A shadowed third party of the ubiquitous language

Alex Tatulchenkov
3 min readMay 4, 2021

Ubiquitous Language is the term that Eric Evans used in his book “Domain-Driven Design — Tackling Complexity in the Heart of Software” to describe a language shared by the team, developers, domain experts, and other involved stakeholders.

The main thing regarding ubiquitous language — there should be no ambiguity in its terms. Usually, it means that a developer and a domain expert should refer to the same business item when they use the same term from the ubiquitous language. But let's take a look at the edge cases from the technical perspective.

Assume we are building a web application for sharing links on any interesting stuff on the internet using PHP language. So the key term here will be an URL. This term will be used in a user story:

As a user, I should be able to share valid links (URLs). Invalid links should be rejected

Let’s imagine what people usually assume when they say a valid URL:

In addition, there is a third party that will be always involved in all scenarios — a PHP interpreter.

PHP interpreter his own opinion, or a few opinions:

we can validate a URL with filter_var($url, FILTER_VALIDATE_URL) or parse URL into parts with parse_url($url) and these functions have a different understanding regarding what is a URL. e.g. filter_var doesn’t support UTF-8 symbols in URL and treats https://мой.домен.бел as invalid.

There is a suggestion to check only that a scheme and a domain name parts are correct:

parse_url($url, PHP_URL_SCHEME) && parse_url($url, PHP_URL_HOST);

Please see the results of the tests to see the difference in the behavior of filter_var and parse_url.

So, it looks like we can’t rely on internal PHP functions to validate URLs, can we use any famous lib instead?

+++

[OBJECTIVE]
List everyone who, according to the ubiquitous language article above, shares the language that Eric Evans's term describes.

[PROVIDED DATA]

+++

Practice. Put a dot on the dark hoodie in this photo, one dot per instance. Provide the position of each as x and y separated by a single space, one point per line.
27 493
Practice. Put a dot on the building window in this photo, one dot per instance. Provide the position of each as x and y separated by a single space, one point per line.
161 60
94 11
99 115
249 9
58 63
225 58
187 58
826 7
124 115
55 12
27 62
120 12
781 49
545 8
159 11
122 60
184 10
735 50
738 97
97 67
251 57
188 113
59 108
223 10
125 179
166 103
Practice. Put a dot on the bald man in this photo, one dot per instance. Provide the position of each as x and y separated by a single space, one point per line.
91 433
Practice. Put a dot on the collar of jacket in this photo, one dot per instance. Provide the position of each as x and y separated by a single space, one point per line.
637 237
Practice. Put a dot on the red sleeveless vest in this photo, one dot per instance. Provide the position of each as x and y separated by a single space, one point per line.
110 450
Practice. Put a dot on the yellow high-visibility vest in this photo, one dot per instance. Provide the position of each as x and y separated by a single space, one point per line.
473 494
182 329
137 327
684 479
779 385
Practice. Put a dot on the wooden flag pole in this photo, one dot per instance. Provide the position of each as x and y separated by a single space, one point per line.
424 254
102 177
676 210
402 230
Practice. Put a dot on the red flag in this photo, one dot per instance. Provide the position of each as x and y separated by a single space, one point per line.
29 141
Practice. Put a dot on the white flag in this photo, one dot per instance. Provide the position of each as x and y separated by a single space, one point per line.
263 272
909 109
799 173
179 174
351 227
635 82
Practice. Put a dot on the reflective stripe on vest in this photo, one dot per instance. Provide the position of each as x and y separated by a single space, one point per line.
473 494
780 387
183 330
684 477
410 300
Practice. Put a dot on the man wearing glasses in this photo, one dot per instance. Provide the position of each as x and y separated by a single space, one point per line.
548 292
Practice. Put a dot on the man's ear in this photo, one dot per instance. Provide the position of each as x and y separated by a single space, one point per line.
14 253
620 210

+++

[SOLUTION]
The team, developers, domain experts, and other involved stakeholders.